*WHAT IS EXPECTED*:
The whole listing should be given back without any alteration.

*PROVIDED INFORMATION*:
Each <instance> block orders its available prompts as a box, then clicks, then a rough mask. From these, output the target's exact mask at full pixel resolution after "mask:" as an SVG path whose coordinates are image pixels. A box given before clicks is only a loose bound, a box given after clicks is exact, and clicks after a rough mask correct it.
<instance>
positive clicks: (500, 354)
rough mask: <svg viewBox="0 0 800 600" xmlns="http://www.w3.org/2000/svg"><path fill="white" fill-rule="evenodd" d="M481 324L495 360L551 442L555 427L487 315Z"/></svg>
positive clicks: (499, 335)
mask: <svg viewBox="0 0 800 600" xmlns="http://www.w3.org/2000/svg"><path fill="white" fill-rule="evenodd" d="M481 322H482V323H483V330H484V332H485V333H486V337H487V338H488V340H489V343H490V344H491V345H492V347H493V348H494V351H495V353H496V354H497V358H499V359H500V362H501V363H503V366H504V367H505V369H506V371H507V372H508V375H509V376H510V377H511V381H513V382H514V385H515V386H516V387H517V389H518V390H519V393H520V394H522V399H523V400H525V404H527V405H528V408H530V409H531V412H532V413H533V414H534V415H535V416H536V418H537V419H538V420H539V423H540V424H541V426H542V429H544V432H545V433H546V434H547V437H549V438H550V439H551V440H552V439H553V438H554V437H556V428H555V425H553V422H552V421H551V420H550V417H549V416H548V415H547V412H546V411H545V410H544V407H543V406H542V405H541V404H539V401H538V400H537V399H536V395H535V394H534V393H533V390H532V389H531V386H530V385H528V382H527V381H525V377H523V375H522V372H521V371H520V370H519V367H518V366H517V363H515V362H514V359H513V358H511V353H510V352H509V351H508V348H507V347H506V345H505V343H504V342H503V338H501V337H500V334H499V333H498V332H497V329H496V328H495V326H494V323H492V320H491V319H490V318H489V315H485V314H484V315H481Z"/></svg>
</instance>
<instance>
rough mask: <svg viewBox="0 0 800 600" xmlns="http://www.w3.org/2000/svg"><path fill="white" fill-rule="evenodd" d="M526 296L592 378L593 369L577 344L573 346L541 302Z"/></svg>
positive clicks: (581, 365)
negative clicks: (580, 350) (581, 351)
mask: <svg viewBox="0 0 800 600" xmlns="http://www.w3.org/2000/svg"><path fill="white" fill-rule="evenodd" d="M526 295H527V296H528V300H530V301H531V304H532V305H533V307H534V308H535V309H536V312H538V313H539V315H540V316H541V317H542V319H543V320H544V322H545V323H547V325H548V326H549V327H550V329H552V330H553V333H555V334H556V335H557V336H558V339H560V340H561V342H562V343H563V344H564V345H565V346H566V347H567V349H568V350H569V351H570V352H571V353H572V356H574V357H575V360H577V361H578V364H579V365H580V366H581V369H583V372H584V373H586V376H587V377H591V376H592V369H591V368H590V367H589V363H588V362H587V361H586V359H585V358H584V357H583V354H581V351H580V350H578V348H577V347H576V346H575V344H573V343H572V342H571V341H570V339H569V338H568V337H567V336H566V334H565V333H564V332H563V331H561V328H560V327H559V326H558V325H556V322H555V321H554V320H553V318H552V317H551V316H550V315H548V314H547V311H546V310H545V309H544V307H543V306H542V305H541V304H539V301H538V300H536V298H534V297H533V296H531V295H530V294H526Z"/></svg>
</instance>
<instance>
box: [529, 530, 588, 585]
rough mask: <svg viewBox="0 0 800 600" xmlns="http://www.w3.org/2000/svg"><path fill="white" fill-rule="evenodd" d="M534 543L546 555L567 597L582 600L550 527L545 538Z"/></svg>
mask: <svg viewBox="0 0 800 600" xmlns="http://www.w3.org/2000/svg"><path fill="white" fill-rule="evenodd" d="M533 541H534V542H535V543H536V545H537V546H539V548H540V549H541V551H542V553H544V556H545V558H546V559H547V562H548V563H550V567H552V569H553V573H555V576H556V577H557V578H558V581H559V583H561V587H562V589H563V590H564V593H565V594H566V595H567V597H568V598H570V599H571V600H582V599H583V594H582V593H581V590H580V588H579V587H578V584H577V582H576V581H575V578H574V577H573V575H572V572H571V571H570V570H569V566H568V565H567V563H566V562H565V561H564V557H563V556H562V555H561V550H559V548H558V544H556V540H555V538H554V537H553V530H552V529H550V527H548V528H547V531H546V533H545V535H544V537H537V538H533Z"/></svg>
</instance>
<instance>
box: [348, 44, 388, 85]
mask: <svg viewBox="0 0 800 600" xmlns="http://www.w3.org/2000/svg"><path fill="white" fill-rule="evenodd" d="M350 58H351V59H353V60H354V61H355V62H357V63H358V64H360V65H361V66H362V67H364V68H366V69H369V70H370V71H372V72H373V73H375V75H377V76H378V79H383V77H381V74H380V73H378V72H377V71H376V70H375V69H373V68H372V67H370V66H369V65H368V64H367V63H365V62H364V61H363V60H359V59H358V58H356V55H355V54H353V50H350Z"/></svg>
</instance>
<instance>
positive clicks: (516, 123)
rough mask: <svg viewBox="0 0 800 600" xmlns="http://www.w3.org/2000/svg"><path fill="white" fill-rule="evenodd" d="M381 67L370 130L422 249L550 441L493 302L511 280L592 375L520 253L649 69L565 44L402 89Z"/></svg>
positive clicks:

*WRITTEN ANSWER*:
Each <instance> block orders its available prompts as a box, then clicks, then a rough mask. From these, output the target's exact mask at full pixel resolution after "mask:" as an SVG path whose coordinates are image pixels. A box given before clicks is only a loose bound, a box given after clicks is exact, and clicks after a rough mask correct it.
<instance>
positive clicks: (500, 354)
rough mask: <svg viewBox="0 0 800 600" xmlns="http://www.w3.org/2000/svg"><path fill="white" fill-rule="evenodd" d="M481 324L495 360L551 442L555 427L487 315Z"/></svg>
positive clicks: (499, 335)
mask: <svg viewBox="0 0 800 600" xmlns="http://www.w3.org/2000/svg"><path fill="white" fill-rule="evenodd" d="M481 322H482V323H483V330H484V332H485V333H486V337H487V338H488V340H489V343H490V344H491V345H492V347H493V348H494V351H495V353H496V354H497V358H499V359H500V362H501V363H503V366H504V367H505V369H506V371H507V372H508V375H509V376H510V377H511V381H513V382H514V385H515V386H516V387H517V389H518V390H519V393H520V394H522V399H523V400H525V404H527V405H528V408H530V409H531V412H532V413H533V414H534V415H535V416H536V418H537V419H538V420H539V423H540V424H541V426H542V429H544V432H545V433H546V434H547V437H549V438H550V439H551V440H552V439H553V438H554V437H556V428H555V425H553V422H552V421H551V420H550V417H549V416H548V415H547V412H546V411H545V410H544V407H543V406H542V405H541V404H539V401H538V400H537V399H536V395H535V394H534V393H533V390H532V389H531V386H530V385H528V382H527V381H525V377H523V375H522V372H521V371H520V370H519V367H518V366H517V363H515V362H514V359H513V358H511V353H510V352H509V351H508V348H507V347H506V345H505V343H504V342H503V338H501V337H500V334H499V333H498V332H497V329H496V328H495V326H494V323H492V320H491V319H490V318H489V315H485V314H484V315H481Z"/></svg>
</instance>
<instance>
rough mask: <svg viewBox="0 0 800 600" xmlns="http://www.w3.org/2000/svg"><path fill="white" fill-rule="evenodd" d="M526 296L592 378L593 369L577 344L573 346L541 302Z"/></svg>
positive clicks: (581, 365)
negative clicks: (580, 350) (581, 351)
mask: <svg viewBox="0 0 800 600" xmlns="http://www.w3.org/2000/svg"><path fill="white" fill-rule="evenodd" d="M526 295H527V296H528V300H530V301H531V304H532V305H533V307H534V308H535V309H536V312H538V313H539V315H540V316H541V317H542V319H543V320H544V322H545V323H547V325H548V326H549V327H550V329H552V330H553V333H555V334H556V335H557V336H558V339H560V340H561V342H562V343H563V344H564V345H565V346H566V347H567V349H568V350H569V351H570V352H571V353H572V356H574V357H575V360H577V361H578V364H579V365H580V366H581V369H583V372H584V373H586V376H587V377H591V376H592V369H591V368H590V367H589V363H588V362H587V361H586V359H585V358H584V357H583V354H581V351H580V350H578V348H577V347H576V346H575V344H573V343H572V342H571V341H570V339H569V338H568V337H567V336H566V334H565V333H564V332H563V331H561V328H560V327H559V326H558V325H556V322H555V321H554V320H553V318H552V317H551V316H550V315H548V314H547V311H546V310H545V309H544V307H543V306H542V305H541V304H539V301H538V300H536V298H534V297H533V296H531V295H530V294H526Z"/></svg>
</instance>
<instance>
box: [529, 530, 588, 585]
rough mask: <svg viewBox="0 0 800 600" xmlns="http://www.w3.org/2000/svg"><path fill="white" fill-rule="evenodd" d="M534 543L546 555L567 597L582 600L550 527L545 538Z"/></svg>
mask: <svg viewBox="0 0 800 600" xmlns="http://www.w3.org/2000/svg"><path fill="white" fill-rule="evenodd" d="M533 541H534V542H535V543H536V545H537V546H539V548H540V549H541V551H542V553H544V556H545V558H546V559H547V562H548V563H550V567H552V569H553V573H555V576H556V577H557V578H558V581H559V583H561V587H562V589H563V590H564V593H565V594H566V595H567V597H568V598H570V599H571V600H582V599H583V594H582V593H581V590H580V588H579V587H578V584H577V582H576V581H575V578H574V577H573V575H572V572H571V571H570V570H569V566H568V565H567V563H566V562H565V561H564V557H563V556H562V555H561V550H559V548H558V544H556V540H555V538H554V537H553V530H552V529H550V527H548V528H547V531H546V533H545V535H544V537H537V538H533Z"/></svg>
</instance>
<instance>
box: [348, 44, 388, 85]
mask: <svg viewBox="0 0 800 600" xmlns="http://www.w3.org/2000/svg"><path fill="white" fill-rule="evenodd" d="M350 58H351V59H353V60H354V61H355V62H357V63H358V64H360V65H361V66H362V67H364V68H366V69H369V70H370V71H372V72H373V73H375V75H377V76H378V79H383V77H381V74H380V73H378V72H377V71H376V70H375V69H373V68H372V67H370V66H369V65H368V64H367V63H365V62H364V61H363V60H359V59H358V58H356V55H355V54H353V50H350Z"/></svg>
</instance>
<instance>
positive clicks: (516, 123)
rough mask: <svg viewBox="0 0 800 600" xmlns="http://www.w3.org/2000/svg"><path fill="white" fill-rule="evenodd" d="M381 67L370 130L422 249L550 441L493 302L511 280L592 375L520 253L649 69L565 44L402 89Z"/></svg>
positive clicks:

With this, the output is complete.